▶ _Problem to work on_: Could you turn the material into a numbered list, starting at the line that contains "of the laptop" and running through the end, with blank lines left out?

[Point annotation records]
------------------------------------------------------------------------
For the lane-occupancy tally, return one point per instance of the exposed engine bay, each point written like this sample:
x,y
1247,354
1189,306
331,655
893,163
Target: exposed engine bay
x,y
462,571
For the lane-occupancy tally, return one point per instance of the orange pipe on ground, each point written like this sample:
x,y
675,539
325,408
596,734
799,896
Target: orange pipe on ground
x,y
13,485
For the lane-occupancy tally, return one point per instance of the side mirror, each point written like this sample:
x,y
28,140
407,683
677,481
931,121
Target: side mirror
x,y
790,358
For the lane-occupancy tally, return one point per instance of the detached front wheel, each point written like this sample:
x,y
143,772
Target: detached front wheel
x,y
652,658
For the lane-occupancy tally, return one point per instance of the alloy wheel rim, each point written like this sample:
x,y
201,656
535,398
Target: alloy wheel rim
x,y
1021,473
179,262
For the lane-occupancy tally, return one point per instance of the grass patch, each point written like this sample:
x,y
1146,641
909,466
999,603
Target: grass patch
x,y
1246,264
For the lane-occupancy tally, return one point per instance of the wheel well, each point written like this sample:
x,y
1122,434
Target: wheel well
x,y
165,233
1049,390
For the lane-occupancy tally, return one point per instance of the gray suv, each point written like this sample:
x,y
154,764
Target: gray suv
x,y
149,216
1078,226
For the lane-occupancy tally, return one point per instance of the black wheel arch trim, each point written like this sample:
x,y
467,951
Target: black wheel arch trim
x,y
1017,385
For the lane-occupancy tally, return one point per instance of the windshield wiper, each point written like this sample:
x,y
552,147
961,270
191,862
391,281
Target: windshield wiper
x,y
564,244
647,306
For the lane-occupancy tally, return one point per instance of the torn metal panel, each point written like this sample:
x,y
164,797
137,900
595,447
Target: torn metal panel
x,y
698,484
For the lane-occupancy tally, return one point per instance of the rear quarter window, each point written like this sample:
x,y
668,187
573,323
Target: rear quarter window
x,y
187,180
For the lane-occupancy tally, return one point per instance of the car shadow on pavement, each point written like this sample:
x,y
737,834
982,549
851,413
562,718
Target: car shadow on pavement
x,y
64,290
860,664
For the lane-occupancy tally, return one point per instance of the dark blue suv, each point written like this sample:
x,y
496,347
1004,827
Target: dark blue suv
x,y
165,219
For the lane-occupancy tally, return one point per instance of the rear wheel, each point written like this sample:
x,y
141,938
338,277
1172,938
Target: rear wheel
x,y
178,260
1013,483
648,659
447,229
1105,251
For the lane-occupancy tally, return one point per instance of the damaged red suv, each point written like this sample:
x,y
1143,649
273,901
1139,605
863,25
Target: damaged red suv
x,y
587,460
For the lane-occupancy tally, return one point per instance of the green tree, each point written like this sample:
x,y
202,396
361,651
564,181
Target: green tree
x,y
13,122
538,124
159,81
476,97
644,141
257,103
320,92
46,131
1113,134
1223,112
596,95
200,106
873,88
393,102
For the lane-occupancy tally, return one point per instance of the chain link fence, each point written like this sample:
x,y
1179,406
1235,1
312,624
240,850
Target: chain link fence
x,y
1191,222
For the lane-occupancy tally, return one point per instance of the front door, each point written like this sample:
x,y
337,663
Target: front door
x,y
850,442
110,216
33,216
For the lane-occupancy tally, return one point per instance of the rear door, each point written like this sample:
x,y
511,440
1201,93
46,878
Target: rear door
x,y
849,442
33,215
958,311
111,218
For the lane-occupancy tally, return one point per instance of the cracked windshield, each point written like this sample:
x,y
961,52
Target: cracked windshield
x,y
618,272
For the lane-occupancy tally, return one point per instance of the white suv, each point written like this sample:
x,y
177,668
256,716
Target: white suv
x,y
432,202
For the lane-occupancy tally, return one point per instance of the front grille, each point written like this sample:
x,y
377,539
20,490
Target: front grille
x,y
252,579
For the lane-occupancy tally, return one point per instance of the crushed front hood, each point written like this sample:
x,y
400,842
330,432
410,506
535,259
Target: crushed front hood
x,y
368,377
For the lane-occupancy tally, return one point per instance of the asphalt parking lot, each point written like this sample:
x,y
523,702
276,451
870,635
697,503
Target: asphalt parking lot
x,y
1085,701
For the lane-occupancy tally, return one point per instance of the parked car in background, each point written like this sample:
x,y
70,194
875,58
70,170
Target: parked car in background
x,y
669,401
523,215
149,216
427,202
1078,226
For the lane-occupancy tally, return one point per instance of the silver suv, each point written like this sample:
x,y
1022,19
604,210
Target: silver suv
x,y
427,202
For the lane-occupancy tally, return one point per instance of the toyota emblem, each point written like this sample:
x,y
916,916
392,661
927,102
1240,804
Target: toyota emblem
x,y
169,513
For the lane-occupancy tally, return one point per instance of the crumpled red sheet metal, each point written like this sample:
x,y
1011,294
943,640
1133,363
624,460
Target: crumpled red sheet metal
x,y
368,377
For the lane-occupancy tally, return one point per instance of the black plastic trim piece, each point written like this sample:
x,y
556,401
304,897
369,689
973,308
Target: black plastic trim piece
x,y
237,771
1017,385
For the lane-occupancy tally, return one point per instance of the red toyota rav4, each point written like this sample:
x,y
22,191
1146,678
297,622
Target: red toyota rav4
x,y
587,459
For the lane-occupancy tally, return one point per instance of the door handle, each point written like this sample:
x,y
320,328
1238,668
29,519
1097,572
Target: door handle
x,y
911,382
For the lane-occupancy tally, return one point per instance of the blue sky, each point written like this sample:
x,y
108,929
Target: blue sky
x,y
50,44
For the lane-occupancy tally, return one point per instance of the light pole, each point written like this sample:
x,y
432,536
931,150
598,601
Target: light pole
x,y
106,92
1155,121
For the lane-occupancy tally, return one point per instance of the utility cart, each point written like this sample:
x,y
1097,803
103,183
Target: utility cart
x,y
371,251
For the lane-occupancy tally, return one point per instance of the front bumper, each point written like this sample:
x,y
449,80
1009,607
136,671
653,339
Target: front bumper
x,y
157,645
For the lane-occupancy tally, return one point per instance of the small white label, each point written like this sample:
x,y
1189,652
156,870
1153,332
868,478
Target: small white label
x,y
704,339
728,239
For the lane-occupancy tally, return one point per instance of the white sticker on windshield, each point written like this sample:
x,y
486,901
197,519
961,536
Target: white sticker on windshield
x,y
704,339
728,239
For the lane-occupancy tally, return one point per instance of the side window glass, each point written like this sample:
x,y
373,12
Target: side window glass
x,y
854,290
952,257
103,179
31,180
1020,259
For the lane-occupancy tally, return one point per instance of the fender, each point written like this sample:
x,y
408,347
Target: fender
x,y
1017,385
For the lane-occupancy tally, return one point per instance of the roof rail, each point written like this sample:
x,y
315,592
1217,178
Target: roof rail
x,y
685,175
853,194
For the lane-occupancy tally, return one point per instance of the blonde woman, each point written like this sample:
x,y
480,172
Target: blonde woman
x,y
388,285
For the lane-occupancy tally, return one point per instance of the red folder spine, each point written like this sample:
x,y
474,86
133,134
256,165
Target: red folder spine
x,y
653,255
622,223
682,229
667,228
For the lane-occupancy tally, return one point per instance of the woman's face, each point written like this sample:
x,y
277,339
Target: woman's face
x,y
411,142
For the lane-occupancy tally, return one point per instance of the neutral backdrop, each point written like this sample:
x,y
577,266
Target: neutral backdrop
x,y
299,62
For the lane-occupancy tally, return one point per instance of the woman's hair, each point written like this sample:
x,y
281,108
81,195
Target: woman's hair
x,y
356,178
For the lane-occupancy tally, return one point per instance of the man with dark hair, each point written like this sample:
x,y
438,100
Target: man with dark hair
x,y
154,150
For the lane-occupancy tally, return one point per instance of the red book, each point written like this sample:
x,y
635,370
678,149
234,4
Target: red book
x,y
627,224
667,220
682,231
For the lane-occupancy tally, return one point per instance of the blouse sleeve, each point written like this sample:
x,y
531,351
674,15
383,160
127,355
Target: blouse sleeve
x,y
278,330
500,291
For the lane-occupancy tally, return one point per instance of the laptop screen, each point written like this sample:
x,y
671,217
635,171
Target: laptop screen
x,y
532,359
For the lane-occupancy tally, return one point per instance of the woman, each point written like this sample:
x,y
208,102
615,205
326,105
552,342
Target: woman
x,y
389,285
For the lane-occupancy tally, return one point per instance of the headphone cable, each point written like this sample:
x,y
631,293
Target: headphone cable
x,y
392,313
------------------------------------------------------------------------
▶ _Solution to this problem_:
1. For the lane-occupancy tally, return one point per instance of the laptop screen, each point written like this sample:
2. x,y
3. 671,217
4. 635,171
5. Target: laptop screen
6. x,y
7. 532,359
8. For the lane-occupancy tally, return one point per instance of the woman, each point written like this sample:
9. x,y
10. 208,102
11. 615,205
12. 326,105
13. 552,342
14. Target: woman
15. x,y
16. 389,285
17. For the lane-occupancy tally, return one point per instance of the headphone cable, each point written like this sample:
18. x,y
19. 631,293
20. Target: headphone cable
21. x,y
22. 392,313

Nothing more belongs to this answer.